**Provided material:**
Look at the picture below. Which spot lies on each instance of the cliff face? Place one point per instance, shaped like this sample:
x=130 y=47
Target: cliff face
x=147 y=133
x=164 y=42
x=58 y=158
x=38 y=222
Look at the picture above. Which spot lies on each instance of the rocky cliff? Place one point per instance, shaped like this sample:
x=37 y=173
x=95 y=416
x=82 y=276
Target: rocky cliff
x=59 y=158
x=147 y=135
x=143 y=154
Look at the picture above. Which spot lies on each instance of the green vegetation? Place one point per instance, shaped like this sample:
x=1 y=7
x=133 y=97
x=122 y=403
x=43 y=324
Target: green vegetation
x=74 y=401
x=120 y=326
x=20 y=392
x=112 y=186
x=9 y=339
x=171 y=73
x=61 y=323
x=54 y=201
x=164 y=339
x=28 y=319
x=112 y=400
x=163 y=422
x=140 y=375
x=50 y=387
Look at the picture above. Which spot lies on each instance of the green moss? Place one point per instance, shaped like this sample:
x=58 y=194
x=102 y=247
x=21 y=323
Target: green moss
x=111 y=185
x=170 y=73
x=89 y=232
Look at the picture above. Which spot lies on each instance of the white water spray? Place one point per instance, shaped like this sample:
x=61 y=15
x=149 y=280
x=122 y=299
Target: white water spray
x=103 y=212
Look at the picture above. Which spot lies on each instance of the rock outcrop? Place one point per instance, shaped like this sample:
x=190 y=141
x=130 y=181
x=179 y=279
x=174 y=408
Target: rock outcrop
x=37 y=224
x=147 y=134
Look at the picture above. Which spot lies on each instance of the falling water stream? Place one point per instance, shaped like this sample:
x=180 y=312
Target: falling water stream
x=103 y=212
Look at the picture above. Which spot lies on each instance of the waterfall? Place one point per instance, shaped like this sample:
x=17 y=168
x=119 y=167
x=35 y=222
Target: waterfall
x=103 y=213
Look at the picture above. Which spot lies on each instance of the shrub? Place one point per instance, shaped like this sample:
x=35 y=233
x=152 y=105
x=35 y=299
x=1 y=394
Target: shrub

**Stated exercise:** Reproduce, unchanged, the lines of the records between the line holding "of the falling" and the line holding "x=103 y=213", inclusive.

**Solution below:**
Look at the picture above. Which spot lies on each instance of the falling water stream? Place one point per instance, shaped like this sample:
x=180 y=312
Target: falling water stream
x=103 y=212
Look at the picture above. Which spot lies on each instance of the waterfall? Place one point per instance, shaped like this sample:
x=17 y=168
x=119 y=167
x=35 y=222
Target: waterfall
x=103 y=213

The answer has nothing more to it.